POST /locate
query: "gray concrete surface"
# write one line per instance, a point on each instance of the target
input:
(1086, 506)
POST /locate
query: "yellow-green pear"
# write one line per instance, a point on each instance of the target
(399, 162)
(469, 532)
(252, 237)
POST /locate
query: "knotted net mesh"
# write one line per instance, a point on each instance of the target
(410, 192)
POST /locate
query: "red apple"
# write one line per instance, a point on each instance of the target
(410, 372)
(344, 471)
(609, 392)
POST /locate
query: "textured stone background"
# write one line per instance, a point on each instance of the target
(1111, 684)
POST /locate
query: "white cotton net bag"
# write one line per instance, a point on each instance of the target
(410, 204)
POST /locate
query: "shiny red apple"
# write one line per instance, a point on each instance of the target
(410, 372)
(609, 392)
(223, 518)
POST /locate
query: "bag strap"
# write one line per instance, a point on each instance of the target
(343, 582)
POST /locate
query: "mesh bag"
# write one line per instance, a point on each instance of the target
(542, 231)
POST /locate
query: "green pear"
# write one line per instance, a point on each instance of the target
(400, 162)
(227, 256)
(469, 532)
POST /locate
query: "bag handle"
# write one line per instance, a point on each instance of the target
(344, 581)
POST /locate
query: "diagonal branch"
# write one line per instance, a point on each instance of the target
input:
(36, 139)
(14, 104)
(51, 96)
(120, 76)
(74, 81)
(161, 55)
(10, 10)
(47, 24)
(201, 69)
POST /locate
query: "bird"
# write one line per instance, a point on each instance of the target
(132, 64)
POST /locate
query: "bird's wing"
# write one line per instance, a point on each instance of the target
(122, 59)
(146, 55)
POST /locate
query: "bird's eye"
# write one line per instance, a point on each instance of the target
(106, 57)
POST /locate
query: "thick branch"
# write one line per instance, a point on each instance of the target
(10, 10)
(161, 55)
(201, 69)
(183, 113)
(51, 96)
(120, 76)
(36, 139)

....................

▶ What is required:
Output the records verbatim, from the first line to the last.

▶ Exercise solution:
POST /locate
query: "gray concrete surface"
# write one line per instance, a point on each instance of the target
input:
(1086, 506)
POST /locate
query: "yellow-green pear"
# write one line per instance, a point on each instance of the target
(399, 162)
(469, 532)
(252, 237)
POST /locate
query: "knotted net mesh"
# write one line per instance, a point on each instance of the target
(410, 192)
POST /locate
query: "red apple"
# write one line per instance, a point on each instance of the target
(410, 372)
(344, 471)
(609, 392)
POST /locate
query: "textured stone background"
# write one line per instance, a point on each instance of the target
(1111, 684)
POST /locate
query: "white cotton net bag"
# write one line per instance, a point on each instance of the target
(410, 204)
POST /locate
query: "shiny red apple"
# write one line per instance, a point on each instance of the target
(410, 372)
(609, 392)
(223, 518)
POST /locate
query: "bag strap"
# write one line per instance, a point on each instance of the target
(343, 582)
POST /locate
query: "mesh bag"
# write one line per instance, a point on each instance of the target
(542, 231)
POST /locate
query: "green pear"
# write one line per instance, a point on each instance of the target
(400, 162)
(227, 256)
(469, 532)
POST /locate
query: "bag handle"
# write one line per instance, a point on each instance of the target
(344, 581)
POST /locate
query: "diagonal branch"
# write one line per instance, a point on each instance of the target
input:
(36, 139)
(14, 104)
(51, 96)
(120, 76)
(74, 81)
(161, 55)
(10, 10)
(47, 24)
(201, 69)
POST /locate
query: "bird"
# write one line per instance, a point on each instance of the target
(132, 64)
POST /locate
query: "bird's wing"
# write one line per instance, a point on each instance of the target
(122, 59)
(146, 55)
POST /locate
query: "bird's eye"
# write one line per instance, a point on each instance of the target
(106, 57)
POST /locate
query: "thick branch"
# write one line per instance, a point on each instance of the target
(10, 10)
(161, 55)
(201, 69)
(183, 113)
(51, 96)
(120, 76)
(36, 139)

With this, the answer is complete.